Aim of the exercise —
The finished copy should match every record exactly and contain no pictures.
---+---
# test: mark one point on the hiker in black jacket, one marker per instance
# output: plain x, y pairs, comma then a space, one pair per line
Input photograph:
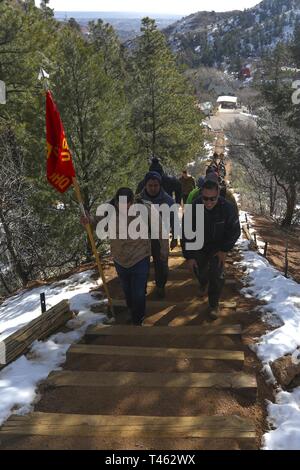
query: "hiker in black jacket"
221, 232
170, 184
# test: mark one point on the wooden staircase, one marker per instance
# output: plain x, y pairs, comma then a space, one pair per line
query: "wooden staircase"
175, 383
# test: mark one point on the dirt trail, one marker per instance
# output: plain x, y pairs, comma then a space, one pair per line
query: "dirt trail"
159, 393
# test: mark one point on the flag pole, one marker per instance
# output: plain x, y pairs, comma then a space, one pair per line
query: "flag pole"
43, 77
93, 244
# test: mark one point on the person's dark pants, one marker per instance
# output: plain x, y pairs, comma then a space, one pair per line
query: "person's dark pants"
184, 198
209, 272
161, 269
134, 283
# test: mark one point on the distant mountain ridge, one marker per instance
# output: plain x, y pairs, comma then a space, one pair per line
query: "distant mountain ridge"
126, 24
211, 38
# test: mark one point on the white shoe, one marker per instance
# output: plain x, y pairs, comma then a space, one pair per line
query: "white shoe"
109, 321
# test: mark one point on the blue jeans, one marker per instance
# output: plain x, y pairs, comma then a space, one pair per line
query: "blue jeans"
134, 283
209, 272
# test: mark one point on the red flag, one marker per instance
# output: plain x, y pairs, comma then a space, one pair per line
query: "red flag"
60, 168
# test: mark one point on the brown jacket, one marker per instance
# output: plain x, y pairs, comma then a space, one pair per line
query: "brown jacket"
129, 252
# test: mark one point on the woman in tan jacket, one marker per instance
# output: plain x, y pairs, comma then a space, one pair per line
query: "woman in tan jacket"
131, 256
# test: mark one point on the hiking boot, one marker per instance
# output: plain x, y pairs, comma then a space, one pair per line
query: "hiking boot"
214, 312
109, 321
160, 292
202, 291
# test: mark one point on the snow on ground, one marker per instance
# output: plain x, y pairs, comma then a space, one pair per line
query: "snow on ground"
282, 304
19, 380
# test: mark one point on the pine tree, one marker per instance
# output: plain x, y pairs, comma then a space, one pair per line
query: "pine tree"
164, 116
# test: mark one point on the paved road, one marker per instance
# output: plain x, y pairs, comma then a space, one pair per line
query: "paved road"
221, 120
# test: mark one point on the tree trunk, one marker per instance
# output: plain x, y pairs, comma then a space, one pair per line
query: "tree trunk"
273, 194
291, 196
17, 265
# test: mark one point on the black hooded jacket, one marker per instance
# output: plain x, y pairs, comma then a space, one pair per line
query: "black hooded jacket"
221, 228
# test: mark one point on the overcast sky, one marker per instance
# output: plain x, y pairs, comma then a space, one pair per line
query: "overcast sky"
181, 7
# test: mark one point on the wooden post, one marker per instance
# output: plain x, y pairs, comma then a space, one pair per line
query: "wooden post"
286, 264
43, 302
93, 244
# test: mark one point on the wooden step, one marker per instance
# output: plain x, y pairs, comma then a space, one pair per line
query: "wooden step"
166, 303
127, 330
98, 426
184, 282
209, 354
231, 380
---+---
Response to the exercise —
# test: mark one point on the hiker in black jacket, one marker per instance
# output: plain x, y pairs, comma then a space, one pair per line
Input photograph:
query: "hiker in black jacket"
221, 232
170, 184
# test: mark one point on the wooden staircase, one marker per instance
# output: plain x, y pairs, comma then a space, one pair per line
query: "wooden staircase"
175, 383
# test: mark one point on the dirt trail, one marker per instance
# output: plain x, y pairs, comma then a space, one pair per line
query: "dirt trail"
159, 393
# test: mark one point on the flag pole, one marker per instance
# output: plain x, y pairs, comma then a space, one pair per line
query: "flag pole"
43, 77
93, 244
# test: mark one point on the person's dark pants, one marker per instance
# output: plain x, y pairs, comma then a space, one pair per line
query: "person's dark pants"
184, 198
209, 272
161, 269
134, 283
# test: mark one point on the distant mountain ridge, one marker per instance
# output: plain x, y pairs, comma then a space, one pair per line
query: "distant mountain ridge"
126, 24
211, 38
# test: mark one point on the white shoe, one marker per instance
# output: plain x, y pairs, comma then a space, one pair per line
query: "white shoe"
109, 321
# test: mark one point on the blue jeans, one marker per instance
# output: plain x, y pairs, comma then a space, one pair per line
query: "blue jeans"
134, 283
209, 272
# test: mark one point on the red flag, one marker per instance
# output: plain x, y pairs, comma then a space, one pair per line
query: "red flag"
60, 168
# test: mark one point on the brown jacket, one marker per instance
# output: plain x, y pairs, comma then a space, one pair per line
query: "brown jacket"
129, 252
# test: mark one point on the woman in tan jacket, one marker per instance
# output: plain x, y pairs, comma then a space, one pair per line
query: "woman in tan jacket"
131, 256
# test: mark one point on the hiking boot, one marker per instance
# output: plain x, y pairs, comma then a space, one pair per line
query: "hiking boot"
214, 312
109, 321
160, 292
202, 291
# test: mark one point on the snow on ground, one marker per instance
# output: plain x, y pairs, comma then a space, one pair per line
query: "snow on ground"
282, 304
19, 380
# test: mark one point on the pine tree, one marker per instance
# output: plain x, y pairs, comma then a space, one pair per line
query: "pine tree"
164, 116
# test: mark one point on the paved road, one marker per instance
# output: plain x, y pairs, comma then a space, one pair per line
query: "paved road"
221, 120
# test: mark one point on the tree trunk, one marker per instance
# output: plain x, y pairs, comma then a space, one pair per line
query: "tree trunk"
273, 194
291, 196
17, 265
# test: mark one point on the black hooded jacket, one marker per instance
# output: plain x, y pairs, comma then a space, one pair per line
query: "black hooded jacket"
221, 228
# test: mark one point on the overcast sky, one marker per instance
# output: plain x, y pairs, comma then a space, one pair per line
query: "overcast sky"
181, 7
# test: mark one point on the wooden post, one marker per instance
# output: plain x, y pairs, comma then a space, one pair per line
query: "wooden post"
286, 264
43, 302
93, 244
# test: mark one point on the wooden step, one marker per instance
# output: plain x, y pairs, comma then a space, one pair per line
query: "wooden step"
166, 303
127, 330
98, 426
184, 282
209, 354
231, 380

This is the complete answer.